• [What you should do]:
Set down the entries below verbatim, starting at their first line and ending with the line that contains "x=237 y=377".

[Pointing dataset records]
%%
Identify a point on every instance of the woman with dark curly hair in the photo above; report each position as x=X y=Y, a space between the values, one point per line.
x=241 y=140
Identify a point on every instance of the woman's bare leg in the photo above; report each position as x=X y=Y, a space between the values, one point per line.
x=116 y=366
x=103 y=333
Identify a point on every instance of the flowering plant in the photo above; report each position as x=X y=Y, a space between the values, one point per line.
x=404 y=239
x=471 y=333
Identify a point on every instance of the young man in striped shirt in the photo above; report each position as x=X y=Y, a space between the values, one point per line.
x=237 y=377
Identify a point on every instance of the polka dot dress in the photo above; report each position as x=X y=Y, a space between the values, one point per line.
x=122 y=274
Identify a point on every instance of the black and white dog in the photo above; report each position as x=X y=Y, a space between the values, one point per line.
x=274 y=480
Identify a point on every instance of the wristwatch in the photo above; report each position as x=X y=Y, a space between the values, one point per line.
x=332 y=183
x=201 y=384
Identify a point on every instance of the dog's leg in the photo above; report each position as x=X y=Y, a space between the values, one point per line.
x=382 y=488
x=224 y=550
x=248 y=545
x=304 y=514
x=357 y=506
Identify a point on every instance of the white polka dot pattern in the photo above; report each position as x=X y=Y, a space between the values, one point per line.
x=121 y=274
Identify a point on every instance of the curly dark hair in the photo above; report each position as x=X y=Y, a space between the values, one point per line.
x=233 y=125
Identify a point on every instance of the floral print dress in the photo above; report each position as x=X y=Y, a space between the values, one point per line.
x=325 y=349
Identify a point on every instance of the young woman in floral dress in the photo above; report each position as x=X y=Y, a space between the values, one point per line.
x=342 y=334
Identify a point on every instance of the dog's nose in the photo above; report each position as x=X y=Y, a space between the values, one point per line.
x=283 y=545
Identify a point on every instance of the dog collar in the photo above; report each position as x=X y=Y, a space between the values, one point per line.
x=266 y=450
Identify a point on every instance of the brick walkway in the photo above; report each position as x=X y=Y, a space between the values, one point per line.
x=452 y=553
%%
• [Reply]:
Identify a point on every instance of the woman with dark curly hair in the photo above; report each position as x=X y=Y, a space between the values, one point per line.
x=241 y=140
Identify a point on every instance of the woman's bare leg in the photo above; report each position as x=X y=Y, a space between the values, one point per line.
x=116 y=366
x=103 y=333
Identify a point on every instance of the flowering plant in the photo above; report each position as x=X y=Y, a space between the values, one point per line.
x=404 y=239
x=471 y=333
Identify a point on every instance of the young man in striped shirt in the photo above; report each position as x=X y=Y, a space between the values, one point per line.
x=237 y=377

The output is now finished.